#### Text excerpt:
###
Bokova also called on participants to act now to stamp out extremism and “build peace in the minds of men and women,” echoing the UNESCO’s own timeless message about the need to make the most of the opportunities to bolster peaceful coexistence provided by our globalised world of increasing interconnections and diversity.

“I think we all feel a certain sense of urgency, that we have to act […] the world is very fragile, and peace is very fragile.”

Irina Bokova

Irina Bokova

Bokova praised president Ilham Aliyev of Azerbaijan for his “longstanding leadership in promoting intercultural dialogue” as well as the tireless engagement of the First Lady, Mehriban Aliyeva, as UNESCO Goodwill Ambassador for Oral and Musical Traditions.

Azerbaijan has a long history on the ‘Silk Road’ ancient trade route, as a centre for exchange, scholarship and art. Baku’s Walled City is also inscribed on the UNESCO World Heritage List.

Too Early to Cry Victory

A flurry of debates, panel discussions, exhibits and concerts held by renowned artists working to bring people of different walks of life closer together.

Preventing terrorism in cyberspace, educating girls to combat violent extremism, and changing people’s negative perception of migrants in cities were some of the topics broached at the Forum.

The agenda also included such topics as the role of faith, religions, human security, sport, education, art, sustainable development, preventing violent extremism, and business in building trust and cooperation among cultures and civilisations.

Reflecting on the outcome of the Baku Forum, Maher Nasser, Acting UN Under-Secretary-General for Global Communications, said it is too early to “cry victory” or dismiss the event as a failure because that can only be determined by what will follow.

“The discussions that I have seen bring back the importance of dialogue and using culture as a way to connect and to connect societies – sometimes within the same country. How culture bring us together as humans. We may see things differently, but there are also, sometimes, things that can bring us together. Culture and art are important elements of that,” he explained.

Nasser also highlighted the important connection between tourism and culture. “Tourism today is one the top employers around the world… Tourism depends on stability. No one wants to go to a region in conflict, unless you are war reporter. So tourism has a vested interested in promoting peace.”
###
#### Record excerpts:

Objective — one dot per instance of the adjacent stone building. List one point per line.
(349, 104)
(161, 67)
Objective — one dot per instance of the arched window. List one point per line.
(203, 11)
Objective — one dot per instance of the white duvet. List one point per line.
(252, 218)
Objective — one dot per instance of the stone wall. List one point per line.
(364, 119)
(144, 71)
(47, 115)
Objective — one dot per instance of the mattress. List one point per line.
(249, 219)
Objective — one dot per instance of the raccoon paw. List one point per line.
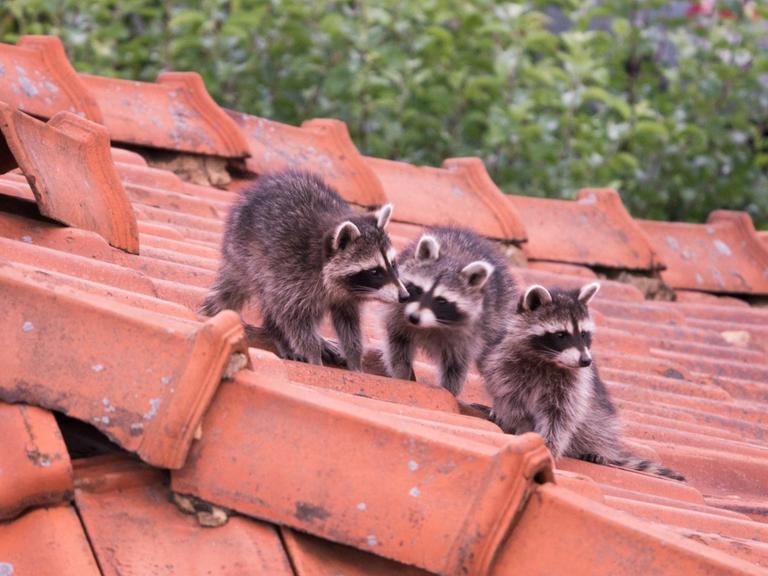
###
#### Exercise prompt:
Repeat word for word the passage of the Baku Forum article above, starting at "The agenda also" and ending at "cultures and civilisations.".

#### Response:
The agenda also included such topics as the role of faith, religions, human security, sport, education, art, sustainable development, preventing violent extremism, and business in building trust and cooperation among cultures and civilisations.